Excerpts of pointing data
Begin

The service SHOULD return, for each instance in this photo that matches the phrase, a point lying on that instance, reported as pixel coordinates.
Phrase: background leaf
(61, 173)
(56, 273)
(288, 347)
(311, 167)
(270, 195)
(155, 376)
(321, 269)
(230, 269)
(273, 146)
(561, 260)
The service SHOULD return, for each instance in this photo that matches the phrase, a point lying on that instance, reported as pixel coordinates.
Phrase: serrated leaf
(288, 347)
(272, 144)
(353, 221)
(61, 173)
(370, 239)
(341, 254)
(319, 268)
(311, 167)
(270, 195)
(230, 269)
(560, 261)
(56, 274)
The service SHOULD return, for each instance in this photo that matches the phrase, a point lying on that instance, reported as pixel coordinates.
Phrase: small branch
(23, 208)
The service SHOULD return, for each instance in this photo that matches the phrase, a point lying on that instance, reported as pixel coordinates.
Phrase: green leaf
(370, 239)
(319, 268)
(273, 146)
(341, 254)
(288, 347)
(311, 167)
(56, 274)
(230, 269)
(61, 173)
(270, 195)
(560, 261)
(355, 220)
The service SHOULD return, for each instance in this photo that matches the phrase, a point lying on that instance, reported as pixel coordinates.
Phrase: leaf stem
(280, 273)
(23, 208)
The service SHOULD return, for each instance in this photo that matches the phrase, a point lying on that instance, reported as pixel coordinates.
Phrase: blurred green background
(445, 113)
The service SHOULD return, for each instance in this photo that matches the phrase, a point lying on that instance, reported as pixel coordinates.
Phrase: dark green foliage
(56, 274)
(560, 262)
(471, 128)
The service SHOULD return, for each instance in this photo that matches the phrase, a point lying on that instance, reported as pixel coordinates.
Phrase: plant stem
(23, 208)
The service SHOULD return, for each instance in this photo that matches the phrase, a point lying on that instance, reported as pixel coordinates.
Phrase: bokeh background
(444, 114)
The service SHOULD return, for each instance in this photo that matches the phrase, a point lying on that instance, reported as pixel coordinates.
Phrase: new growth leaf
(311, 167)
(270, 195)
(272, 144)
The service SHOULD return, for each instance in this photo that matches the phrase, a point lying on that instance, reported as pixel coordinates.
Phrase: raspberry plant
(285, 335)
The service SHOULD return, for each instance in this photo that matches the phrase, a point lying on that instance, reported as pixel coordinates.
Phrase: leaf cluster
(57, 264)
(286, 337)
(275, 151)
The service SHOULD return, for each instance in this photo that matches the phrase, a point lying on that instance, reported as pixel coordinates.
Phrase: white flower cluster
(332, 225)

End

INSTRUCTIONS FOR THE TASK: Extract the whole listing, character for character.

SOLUTION FOR THIS EXERCISE:
The service SHOULD return, for each instance in this photo that matches the phrase, a point lying on that instance, reported as pixel coordinates.
Phrase: background leaf
(61, 173)
(56, 273)
(288, 347)
(311, 167)
(270, 195)
(155, 376)
(321, 269)
(230, 269)
(273, 146)
(561, 260)
The service SHOULD return, for each instance in this photo that matches the phrase, a point lying on that instance, reported as pixel coordinates.
Phrase: serrated leaf
(288, 347)
(272, 144)
(353, 221)
(61, 173)
(370, 239)
(341, 254)
(319, 268)
(311, 167)
(270, 195)
(230, 269)
(560, 261)
(56, 274)
The service SHOULD return, for each instance in this photo that matches the phrase, a point lying on that instance, reported as pixel coordinates.
Phrase: small branch
(23, 208)
The service SHOULD return, for each instance in this photo that matches the phrase, a point lying on that instance, reported as pixel coordinates.
Phrase: green leaf
(370, 239)
(319, 268)
(273, 146)
(341, 254)
(288, 347)
(311, 167)
(56, 274)
(230, 269)
(61, 173)
(270, 195)
(560, 261)
(355, 220)
The service SHOULD return, for each instance in this photo that matches the phrase, a point lying on that instance, reported as pixel coordinates.
Phrase: leaf stem
(280, 273)
(23, 208)
The service SHOULD return, for each instance in this photo that matches the phrase, a point lying on that instance, reported as pixel coordinates.
Phrase: blurred green background
(445, 113)
The service SHOULD return, for each instance in this photo that matches the phrase, a point lying on that instance, reported as pixel coordinates.
Phrase: dark green foliage
(56, 274)
(560, 262)
(471, 128)
The service SHOULD return, for each instance in this photo that matches the phrase, a point lying on that instance, reported as pixel coordinates.
Phrase: plant stem
(23, 208)
The service SHOULD return, for each instance in this photo that matches the phrase, a point lying on that instance, reported as pixel coordinates.
Phrase: bokeh background
(444, 114)
The service SHOULD return, for each instance in this photo that matches the phrase, a point lying on that instance, reported as pixel coordinates.
Phrase: new growth leaf
(311, 167)
(270, 195)
(272, 144)
The service SHOULD return, for each instance in this photo that matches the phrase, a point lying on that instance, reported as pixel coordinates.
Phrase: raspberry plant
(285, 335)
The service SHOULD return, for each instance in this photo that matches the phrase, a point lying on that instance, reported as pixel coordinates.
Phrase: leaf cluster
(57, 264)
(286, 337)
(275, 151)
The service SHOULD return, for each instance in this photo that matches the phrase, a point lying on that instance, reported as pixel coordinates.
Phrase: white flower cluster
(332, 225)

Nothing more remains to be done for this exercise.